**Reading text**
Begin
We used a portion of the net proceeds from the issuance of the 2016 Fixed Rate Notes to repay our existing 2011 Fixed Rate Notes and 2011 Variable Funding Notes in full and to pay the costs associated with the securitized financing transaction, including prepayment premiums. 

At August 31, 2017 , the balance outstanding under the 2013 Fixed Rate Notes and the 2016 Fixed Rate Notes, including accrued interest, was $155.2 million and $423.0 million , respectively.  At August 31, 2017 , the balance outstanding under the 2016 Variable Funding Notes, including accrued interest, was $60.1 million . The weighted-average interest cost of the 2013 Fixed Rate Notes and 2016 Fixed Rate Notes was 4.1%  and 4.8% , respectively.  The weighted-average interest cost of the 2016 Variable Funding Notes was 3.2% . The weighted-average interest cost includes the effect of the loan origination costs.

In connection with the 2016 transaction described above, we recognized an $8.8 million loss from the early extinguishment of debt during the third quarter of fiscal year 2016, which primarily consisted of a $5.9 million prepayment premium and the $2.9 million write-off of unamortized deferred loan fees remaining from the refinanced debt.  This is reflected in “loss from early extinguishment of debt” on the Consolidated Statements of Income. Loan origination costs associated with the 2016 transaction totaled $12.5 million and were allocated among the 2016 Notes. Loan costs are being amortized over each note's expected life, and the unamortized balance related to the 2016 Variable Funding Notes and the 2016 Fixed Rate Notes is

25


included in other current assets and long-term debt, net, respectively, on the consolidated balance sheets. For additional information on our 2013 Fixed Rate Notes and 2016 Notes, see note 10 – Debt, included in Part II, Item 8, “Financial Statements and Supplementary Data” in this Annual Report on Form 10-K.

In August 2014, our Board of Directors extended our share repurchase program, authorizing us to purchase up to $105.0 million of our outstanding shares of common stock during fiscal year 2015.  In October 2014, the Company entered into an accelerated share repurchase (“ASR”) agreement with a financial institution to purchase $15.0 million of the Company’s common stock.  In exchange for a $15.0 million up-front payment, the financial institution delivered approximately 0.6 million shares.  During January 2015, the ASR purchase period concluded.  The Company paid an additional $0.1 million with no additional shares delivered, resulting in an average price per share of $26.32.  In February 2015, the Company entered into additional ASR agreements with a financial institution to purchase $75.0 million of the Company’s common stock.  In exchange for a $75.0 million up-front payment, the financial institution delivered approximately 2.1 million shares.  The ASR transactions completed in July 2015 with 0.3 million additional shares delivered, resulting in an average price per share of $31.38.  The Company reflected the ASR transactions as a repurchase of common stock for purposes of calculating earnings per share and as a forward contract indexed to its own common stock.  The forward contract met all of the applicable criteria for equity classification.

In August 2015, our Board of Directors extended our share repurchase program, authorizing us to purchase up to $145.0 million of our outstanding shares of common stock through August 31, 2016.  Our Board of Directors further extended the share repurchase program effective May 2016, authorizing the purchase of up to an additional $155.0 million of our outstanding shares of common stock through August 31, 2017. During fiscal year 2016 , approximately 5.2 million shares were repurchased for a total cost of $148.3 million, resulting in an average price per share of $28.48.
End
**Material**
Begin
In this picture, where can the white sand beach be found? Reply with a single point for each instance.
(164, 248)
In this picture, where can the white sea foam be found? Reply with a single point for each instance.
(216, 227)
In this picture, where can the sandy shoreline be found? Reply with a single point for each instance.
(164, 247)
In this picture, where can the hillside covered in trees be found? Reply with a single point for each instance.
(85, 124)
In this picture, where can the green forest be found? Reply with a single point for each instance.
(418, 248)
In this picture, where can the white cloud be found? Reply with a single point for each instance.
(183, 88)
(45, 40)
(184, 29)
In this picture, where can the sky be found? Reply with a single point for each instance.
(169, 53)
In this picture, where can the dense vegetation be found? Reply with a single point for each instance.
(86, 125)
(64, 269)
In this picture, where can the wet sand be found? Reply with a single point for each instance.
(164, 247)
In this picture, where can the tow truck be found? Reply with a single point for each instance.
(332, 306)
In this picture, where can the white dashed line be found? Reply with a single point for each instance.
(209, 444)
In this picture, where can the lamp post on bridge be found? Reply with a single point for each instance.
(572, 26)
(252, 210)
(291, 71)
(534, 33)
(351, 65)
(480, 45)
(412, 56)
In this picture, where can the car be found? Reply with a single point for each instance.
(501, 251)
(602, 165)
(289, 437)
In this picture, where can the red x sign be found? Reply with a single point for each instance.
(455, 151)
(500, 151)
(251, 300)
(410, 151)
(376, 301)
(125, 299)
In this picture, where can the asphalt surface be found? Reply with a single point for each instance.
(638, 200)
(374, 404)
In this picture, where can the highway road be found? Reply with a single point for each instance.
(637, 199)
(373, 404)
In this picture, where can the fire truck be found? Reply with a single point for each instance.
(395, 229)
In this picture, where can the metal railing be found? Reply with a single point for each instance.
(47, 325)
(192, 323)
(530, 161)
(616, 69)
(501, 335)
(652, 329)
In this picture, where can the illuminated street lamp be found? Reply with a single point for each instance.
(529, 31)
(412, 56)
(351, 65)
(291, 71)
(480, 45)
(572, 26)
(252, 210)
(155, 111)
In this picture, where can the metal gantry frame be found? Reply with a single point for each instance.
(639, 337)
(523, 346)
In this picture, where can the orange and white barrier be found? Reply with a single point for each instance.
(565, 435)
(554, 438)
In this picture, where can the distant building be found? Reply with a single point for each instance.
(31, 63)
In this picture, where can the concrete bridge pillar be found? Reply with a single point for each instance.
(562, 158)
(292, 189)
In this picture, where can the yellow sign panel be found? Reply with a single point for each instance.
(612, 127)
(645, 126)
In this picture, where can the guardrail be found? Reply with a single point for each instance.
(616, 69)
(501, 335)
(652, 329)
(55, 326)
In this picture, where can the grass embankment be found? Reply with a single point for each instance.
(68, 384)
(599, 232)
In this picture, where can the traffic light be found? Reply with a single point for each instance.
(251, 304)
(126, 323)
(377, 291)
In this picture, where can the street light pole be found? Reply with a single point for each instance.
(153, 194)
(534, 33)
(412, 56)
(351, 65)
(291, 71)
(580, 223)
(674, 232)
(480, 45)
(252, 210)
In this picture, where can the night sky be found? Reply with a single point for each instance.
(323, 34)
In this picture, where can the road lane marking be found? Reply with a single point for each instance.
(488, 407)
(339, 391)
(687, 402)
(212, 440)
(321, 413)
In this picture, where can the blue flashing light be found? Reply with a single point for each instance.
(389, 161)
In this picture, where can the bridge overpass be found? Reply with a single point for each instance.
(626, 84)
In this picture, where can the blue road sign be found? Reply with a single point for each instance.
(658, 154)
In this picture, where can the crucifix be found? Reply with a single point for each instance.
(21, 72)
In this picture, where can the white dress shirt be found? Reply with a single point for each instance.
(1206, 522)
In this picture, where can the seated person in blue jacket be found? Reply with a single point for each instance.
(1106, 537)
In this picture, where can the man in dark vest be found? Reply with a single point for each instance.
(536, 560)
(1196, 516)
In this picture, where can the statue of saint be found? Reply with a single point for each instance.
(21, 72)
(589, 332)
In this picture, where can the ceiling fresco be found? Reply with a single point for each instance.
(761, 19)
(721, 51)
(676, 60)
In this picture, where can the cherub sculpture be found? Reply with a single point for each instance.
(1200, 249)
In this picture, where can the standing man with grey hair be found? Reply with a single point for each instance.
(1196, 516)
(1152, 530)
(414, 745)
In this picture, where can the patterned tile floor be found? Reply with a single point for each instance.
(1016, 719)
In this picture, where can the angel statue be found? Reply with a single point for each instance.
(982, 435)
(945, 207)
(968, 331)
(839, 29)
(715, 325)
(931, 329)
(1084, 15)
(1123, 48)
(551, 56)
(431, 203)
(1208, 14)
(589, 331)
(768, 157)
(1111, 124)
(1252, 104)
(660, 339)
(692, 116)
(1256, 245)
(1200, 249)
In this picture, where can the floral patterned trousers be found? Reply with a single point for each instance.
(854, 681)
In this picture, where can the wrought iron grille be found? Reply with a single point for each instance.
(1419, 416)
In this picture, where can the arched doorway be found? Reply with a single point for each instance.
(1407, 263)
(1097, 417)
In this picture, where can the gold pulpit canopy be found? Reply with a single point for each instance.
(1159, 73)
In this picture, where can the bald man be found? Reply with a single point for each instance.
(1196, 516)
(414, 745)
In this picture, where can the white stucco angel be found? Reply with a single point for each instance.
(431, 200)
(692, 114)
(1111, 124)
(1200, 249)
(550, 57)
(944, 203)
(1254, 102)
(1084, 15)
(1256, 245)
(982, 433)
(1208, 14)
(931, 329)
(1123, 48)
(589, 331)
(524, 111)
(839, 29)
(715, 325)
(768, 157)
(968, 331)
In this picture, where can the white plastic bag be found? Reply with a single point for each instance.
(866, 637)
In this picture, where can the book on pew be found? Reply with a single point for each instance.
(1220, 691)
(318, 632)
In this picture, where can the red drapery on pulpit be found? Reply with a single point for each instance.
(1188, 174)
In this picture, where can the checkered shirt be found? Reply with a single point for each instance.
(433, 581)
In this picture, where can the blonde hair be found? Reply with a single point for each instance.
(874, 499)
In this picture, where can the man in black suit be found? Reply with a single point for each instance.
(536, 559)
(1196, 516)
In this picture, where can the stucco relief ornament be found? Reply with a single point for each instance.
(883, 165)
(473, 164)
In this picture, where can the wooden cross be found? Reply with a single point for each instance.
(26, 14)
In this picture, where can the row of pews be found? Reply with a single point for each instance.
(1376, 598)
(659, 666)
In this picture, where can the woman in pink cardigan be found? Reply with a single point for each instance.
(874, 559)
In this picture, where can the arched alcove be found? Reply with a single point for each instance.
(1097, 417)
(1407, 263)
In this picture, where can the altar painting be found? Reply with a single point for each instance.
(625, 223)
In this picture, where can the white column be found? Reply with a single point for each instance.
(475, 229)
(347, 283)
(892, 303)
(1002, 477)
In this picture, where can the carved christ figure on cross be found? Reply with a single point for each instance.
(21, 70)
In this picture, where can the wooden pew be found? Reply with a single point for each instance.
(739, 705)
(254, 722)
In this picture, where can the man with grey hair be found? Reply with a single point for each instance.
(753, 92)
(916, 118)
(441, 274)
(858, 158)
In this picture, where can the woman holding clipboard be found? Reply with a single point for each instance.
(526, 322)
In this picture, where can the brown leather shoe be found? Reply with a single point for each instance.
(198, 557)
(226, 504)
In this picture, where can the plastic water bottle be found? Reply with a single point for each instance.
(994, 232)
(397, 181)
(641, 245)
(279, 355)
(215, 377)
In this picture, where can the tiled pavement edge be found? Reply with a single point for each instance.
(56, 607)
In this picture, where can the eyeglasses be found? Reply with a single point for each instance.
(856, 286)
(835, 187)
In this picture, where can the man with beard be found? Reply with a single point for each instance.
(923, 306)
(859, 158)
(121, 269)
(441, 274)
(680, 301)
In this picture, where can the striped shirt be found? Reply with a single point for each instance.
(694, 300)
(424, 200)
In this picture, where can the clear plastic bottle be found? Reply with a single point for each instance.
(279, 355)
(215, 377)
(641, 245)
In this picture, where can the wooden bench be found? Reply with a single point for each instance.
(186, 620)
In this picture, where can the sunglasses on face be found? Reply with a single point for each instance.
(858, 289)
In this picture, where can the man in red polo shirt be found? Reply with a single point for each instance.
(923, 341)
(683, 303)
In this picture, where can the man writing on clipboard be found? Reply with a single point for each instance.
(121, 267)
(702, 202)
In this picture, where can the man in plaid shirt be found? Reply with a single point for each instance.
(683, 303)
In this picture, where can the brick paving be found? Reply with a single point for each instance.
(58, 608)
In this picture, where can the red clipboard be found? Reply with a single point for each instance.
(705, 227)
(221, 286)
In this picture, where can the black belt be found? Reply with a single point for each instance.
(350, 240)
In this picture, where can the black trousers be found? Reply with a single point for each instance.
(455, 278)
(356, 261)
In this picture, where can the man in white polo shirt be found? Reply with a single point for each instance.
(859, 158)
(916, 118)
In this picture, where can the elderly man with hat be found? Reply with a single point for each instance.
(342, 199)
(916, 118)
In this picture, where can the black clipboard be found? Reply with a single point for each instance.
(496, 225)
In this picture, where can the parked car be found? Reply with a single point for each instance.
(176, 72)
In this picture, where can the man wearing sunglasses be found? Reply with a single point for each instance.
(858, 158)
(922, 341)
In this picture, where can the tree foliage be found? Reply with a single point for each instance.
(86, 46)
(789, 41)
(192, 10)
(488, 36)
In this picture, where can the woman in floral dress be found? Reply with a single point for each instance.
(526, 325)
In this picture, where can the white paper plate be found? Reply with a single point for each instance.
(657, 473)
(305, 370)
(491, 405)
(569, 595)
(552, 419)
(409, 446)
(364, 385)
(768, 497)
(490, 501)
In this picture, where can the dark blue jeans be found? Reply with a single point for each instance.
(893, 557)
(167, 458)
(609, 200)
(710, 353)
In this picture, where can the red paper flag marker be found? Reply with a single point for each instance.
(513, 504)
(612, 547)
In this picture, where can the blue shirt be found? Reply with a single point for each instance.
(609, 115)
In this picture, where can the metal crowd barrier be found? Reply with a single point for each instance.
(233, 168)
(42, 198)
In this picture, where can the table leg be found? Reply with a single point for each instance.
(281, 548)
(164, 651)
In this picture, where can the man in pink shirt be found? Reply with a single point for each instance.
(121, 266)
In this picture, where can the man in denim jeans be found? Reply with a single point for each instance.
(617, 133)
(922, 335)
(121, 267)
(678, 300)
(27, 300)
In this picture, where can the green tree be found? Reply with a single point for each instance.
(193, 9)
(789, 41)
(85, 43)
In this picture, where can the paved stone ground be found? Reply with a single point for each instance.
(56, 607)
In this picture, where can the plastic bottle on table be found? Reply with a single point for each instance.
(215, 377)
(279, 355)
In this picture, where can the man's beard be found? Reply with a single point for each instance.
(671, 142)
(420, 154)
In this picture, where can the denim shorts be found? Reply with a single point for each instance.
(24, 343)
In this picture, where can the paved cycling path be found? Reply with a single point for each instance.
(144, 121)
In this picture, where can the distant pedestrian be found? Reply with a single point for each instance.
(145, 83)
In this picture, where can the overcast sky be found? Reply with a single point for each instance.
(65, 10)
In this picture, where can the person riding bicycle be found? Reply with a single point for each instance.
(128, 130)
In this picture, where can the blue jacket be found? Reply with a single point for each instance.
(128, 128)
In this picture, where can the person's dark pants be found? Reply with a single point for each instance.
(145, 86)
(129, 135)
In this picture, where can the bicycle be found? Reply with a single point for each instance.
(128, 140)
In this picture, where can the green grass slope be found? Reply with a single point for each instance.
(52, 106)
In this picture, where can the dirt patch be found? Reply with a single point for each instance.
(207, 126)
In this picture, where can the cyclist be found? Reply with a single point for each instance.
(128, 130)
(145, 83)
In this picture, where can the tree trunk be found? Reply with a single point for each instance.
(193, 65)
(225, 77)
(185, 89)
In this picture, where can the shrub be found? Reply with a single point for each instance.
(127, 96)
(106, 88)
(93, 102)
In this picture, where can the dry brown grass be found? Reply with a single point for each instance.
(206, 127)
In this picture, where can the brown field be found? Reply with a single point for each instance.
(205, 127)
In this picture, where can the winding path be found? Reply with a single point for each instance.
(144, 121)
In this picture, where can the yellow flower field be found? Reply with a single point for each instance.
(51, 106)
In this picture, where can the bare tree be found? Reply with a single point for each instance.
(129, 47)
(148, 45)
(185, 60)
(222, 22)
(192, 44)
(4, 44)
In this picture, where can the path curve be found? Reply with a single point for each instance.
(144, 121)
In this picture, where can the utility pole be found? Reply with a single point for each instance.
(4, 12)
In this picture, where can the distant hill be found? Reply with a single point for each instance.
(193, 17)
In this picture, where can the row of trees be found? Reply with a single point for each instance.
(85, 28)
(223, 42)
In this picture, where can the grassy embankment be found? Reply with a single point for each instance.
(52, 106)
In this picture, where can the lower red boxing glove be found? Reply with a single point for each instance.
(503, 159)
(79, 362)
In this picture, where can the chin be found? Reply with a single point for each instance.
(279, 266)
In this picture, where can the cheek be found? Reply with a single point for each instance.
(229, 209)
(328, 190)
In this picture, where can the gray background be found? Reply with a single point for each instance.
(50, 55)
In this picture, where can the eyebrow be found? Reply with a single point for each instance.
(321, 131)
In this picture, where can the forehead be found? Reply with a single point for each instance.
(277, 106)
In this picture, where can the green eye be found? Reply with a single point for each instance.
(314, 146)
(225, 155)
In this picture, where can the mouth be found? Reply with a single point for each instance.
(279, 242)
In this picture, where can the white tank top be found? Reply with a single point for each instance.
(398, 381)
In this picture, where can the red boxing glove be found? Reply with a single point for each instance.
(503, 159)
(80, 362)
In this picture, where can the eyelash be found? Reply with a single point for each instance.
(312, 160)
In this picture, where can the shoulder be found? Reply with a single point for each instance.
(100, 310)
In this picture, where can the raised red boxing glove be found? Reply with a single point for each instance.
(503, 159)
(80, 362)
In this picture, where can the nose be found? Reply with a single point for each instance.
End
**Problems to work on**
(a) In the financing text, what was the weighted-average interest cost of the 2016 Variable Funding Notes?
(b) Give a two-sentence summary of the financing text.

**Full solutions**
(a) 3.2%

(b) The company used part of the proceeds from its 2016 Fixed Rate Notes to repay its 2011 notes in full, and it recognized an $8.8 million loss from the early extinguishment of debt in the third quarter of fiscal year 2016. Its Board of Directors repeatedly extended the share repurchase program, under which the company completed accelerated share repurchases in fiscal year 2015 and bought back about 5.2 million shares for $148.3 million in fiscal year 2016.